Put every line of the records below into a Markdown table with two columns, No. for the row number and Line for the text, and skip any blank lines. Leave the pictures out.

Start

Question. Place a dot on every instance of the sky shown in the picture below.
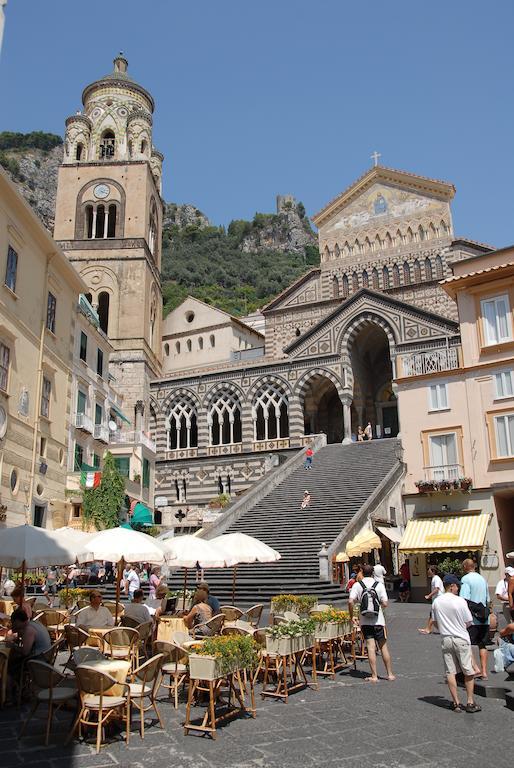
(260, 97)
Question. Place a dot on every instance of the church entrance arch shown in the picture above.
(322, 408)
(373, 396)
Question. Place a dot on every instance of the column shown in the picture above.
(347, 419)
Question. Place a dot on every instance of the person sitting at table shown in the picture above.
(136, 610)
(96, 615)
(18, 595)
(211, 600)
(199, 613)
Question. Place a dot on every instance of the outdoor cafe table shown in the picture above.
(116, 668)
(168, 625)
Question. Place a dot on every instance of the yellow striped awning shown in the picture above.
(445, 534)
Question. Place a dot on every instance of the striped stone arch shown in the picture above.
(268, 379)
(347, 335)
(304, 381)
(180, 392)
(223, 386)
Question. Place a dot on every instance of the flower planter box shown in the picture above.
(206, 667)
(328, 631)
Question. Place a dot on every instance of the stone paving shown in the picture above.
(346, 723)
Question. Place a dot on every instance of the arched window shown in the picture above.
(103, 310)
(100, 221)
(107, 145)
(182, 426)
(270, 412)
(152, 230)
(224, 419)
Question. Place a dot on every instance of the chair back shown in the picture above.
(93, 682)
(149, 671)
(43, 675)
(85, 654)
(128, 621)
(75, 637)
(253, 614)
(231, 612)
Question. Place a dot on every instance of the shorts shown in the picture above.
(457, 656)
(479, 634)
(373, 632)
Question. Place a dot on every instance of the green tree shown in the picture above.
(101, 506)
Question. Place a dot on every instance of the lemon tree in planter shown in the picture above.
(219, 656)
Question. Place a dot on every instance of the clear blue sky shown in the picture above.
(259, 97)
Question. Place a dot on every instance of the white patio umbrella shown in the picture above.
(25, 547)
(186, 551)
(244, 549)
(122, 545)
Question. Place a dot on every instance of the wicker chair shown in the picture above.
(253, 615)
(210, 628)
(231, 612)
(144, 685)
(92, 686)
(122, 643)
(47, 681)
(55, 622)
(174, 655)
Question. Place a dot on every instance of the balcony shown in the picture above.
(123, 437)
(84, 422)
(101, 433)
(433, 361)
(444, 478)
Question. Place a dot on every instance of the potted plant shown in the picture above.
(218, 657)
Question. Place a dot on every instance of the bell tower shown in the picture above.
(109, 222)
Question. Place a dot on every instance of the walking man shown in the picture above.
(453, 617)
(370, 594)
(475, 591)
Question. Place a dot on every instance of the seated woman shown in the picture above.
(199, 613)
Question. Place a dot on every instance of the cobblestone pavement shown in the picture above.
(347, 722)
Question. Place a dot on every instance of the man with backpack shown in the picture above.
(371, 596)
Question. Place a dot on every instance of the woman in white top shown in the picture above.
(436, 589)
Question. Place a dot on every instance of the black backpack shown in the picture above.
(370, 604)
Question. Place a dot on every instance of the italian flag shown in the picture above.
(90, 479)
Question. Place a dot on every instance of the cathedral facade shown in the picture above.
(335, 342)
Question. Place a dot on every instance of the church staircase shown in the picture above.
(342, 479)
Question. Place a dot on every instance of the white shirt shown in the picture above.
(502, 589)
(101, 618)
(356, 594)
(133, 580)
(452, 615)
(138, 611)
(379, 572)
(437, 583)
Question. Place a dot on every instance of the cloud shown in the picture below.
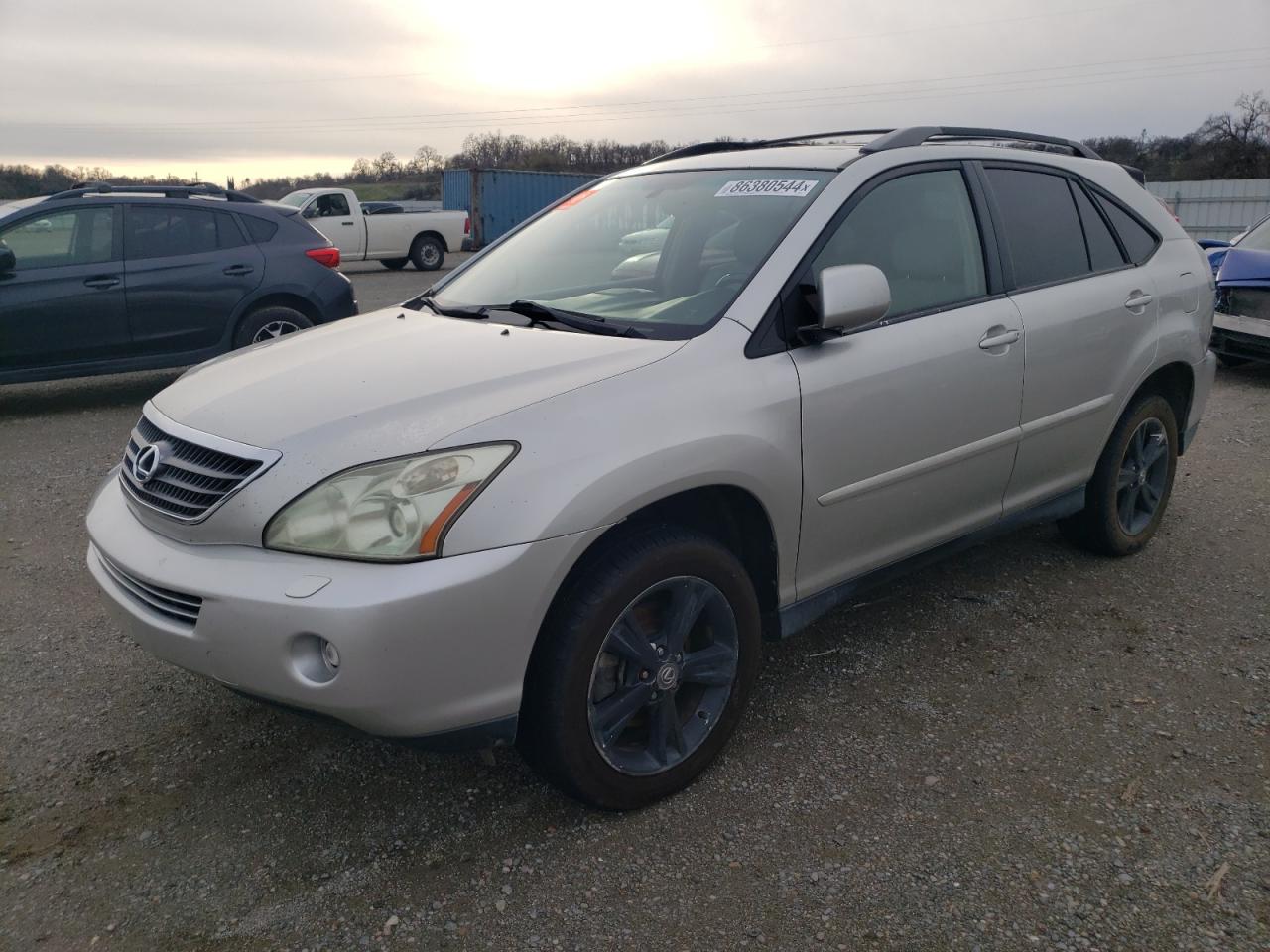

End

The reply:
| No. | Line |
|---|---|
| 1 | Question. Place a dot on every instance of the sky shown in the picture below. |
| 2 | (260, 97) |
| 3 | Question. Place a dot on every instance of the church entrance arch shown in the picture above. |
| 4 | (322, 408) |
| 5 | (373, 396) |
| 6 | Question. Place a dot on every instance of the column shown in the picture above. |
| 7 | (347, 419) |
| 8 | Question. Place a dot on every instance of the person sitting at table shown in the picture above. |
| 9 | (136, 610) |
| 10 | (96, 615) |
| 11 | (18, 595) |
| 12 | (211, 600) |
| 13 | (199, 613) |
| 14 | Question. Place a dot on every instance of the outdoor cafe table shown in the picture above. |
| 15 | (116, 668) |
| 16 | (168, 625) |
| 17 | Question. Place a dot on every instance of the yellow striped awning shown in the picture above. |
| 18 | (445, 534) |
| 19 | Question. Place a dot on every instance of the striped stone arch shown in the picture above. |
| 20 | (268, 379) |
| 21 | (347, 335) |
| 22 | (304, 381) |
| 23 | (180, 392) |
| 24 | (223, 386) |
| 25 | Question. Place a dot on every instance of the flower planter box shown in the picture above. |
| 26 | (206, 667) |
| 27 | (328, 631) |
| 28 | Question. Place a dot on every instance of the stone paving shown in the picture above. |
| 29 | (346, 723) |
| 30 | Question. Place a dot on every instance of the arched window shown in the picture above. |
| 31 | (103, 310) |
| 32 | (100, 221) |
| 33 | (107, 145) |
| 34 | (182, 426) |
| 35 | (270, 412) |
| 36 | (152, 230) |
| 37 | (224, 419) |
| 38 | Question. Place a dot on every instance of the chair back shown in the picture above. |
| 39 | (93, 682) |
| 40 | (149, 671) |
| 41 | (43, 675) |
| 42 | (85, 654) |
| 43 | (128, 621) |
| 44 | (75, 637) |
| 45 | (253, 614) |
| 46 | (231, 612) |
| 47 | Question. Place a dot on every instance of the shorts shown in the picture above. |
| 48 | (457, 656) |
| 49 | (479, 634) |
| 50 | (373, 632) |
| 51 | Question. Place a dot on every instance of the green tree shown in the picture above. |
| 52 | (101, 506) |
| 53 | Question. Place a dot on every instance of the lemon tree in planter shown in the picture above. |
| 54 | (219, 656) |
| 55 | Question. Place a dot on every instance of the clear blue sky shown in the picture above. |
| 56 | (259, 97) |
| 57 | Question. Place a dot on every instance of the white patio umbrella shown in the picture above. |
| 58 | (25, 547) |
| 59 | (186, 551) |
| 60 | (244, 549) |
| 61 | (122, 545) |
| 62 | Question. Place a dot on every instance of the wicker chair shown in the picture above. |
| 63 | (253, 615) |
| 64 | (210, 628) |
| 65 | (231, 612) |
| 66 | (144, 685) |
| 67 | (92, 686) |
| 68 | (122, 643) |
| 69 | (47, 681) |
| 70 | (55, 622) |
| 71 | (174, 655) |
| 72 | Question. Place a dot on every instance of the balcony shown in the picture above. |
| 73 | (123, 437) |
| 74 | (84, 422) |
| 75 | (101, 433) |
| 76 | (433, 361) |
| 77 | (444, 478) |
| 78 | Question. Place a dot on every instance of the potted plant shown in the picture above. |
| 79 | (218, 657) |
| 80 | Question. Place a dot on every instance of the bell tower shown in the picture above. |
| 81 | (109, 222) |
| 82 | Question. Place a dot on every instance of the walking man shown in the picture above. |
| 83 | (453, 617) |
| 84 | (370, 594) |
| 85 | (475, 591) |
| 86 | Question. Place a dot on every instance of the seated woman shown in the picture above. |
| 87 | (199, 613) |
| 88 | Question. Place a dot on every instance of the cobblestone pavement shown in the picture above. |
| 89 | (347, 722) |
| 90 | Question. Place a dot on every instance of the man with backpack shown in the picture above. |
| 91 | (371, 596) |
| 92 | Question. Place a dot on every instance of the woman in white top shown in the picture above. |
| 93 | (436, 589) |
| 94 | Question. Place a dot on every instance of the black backpack shown in the picture above. |
| 95 | (370, 604) |
| 96 | Question. Place a dot on every instance of the italian flag shown in the picture above. |
| 97 | (90, 479) |
| 98 | Question. Place a dot on every instance of the cathedral facade shown in the picture above. |
| 99 | (335, 342) |
| 100 | Question. Place a dot on every instance of the church staircase shown in the picture above. |
| 101 | (342, 479) |
| 102 | Question. Place a dot on every instance of the white shirt shown in the picture above. |
| 103 | (502, 589) |
| 104 | (101, 618) |
| 105 | (356, 594) |
| 106 | (133, 580) |
| 107 | (452, 615) |
| 108 | (138, 611) |
| 109 | (379, 572) |
| 110 | (437, 583) |
| 111 | Question. Place a dot on every instance of the cloud shown in the picture below. |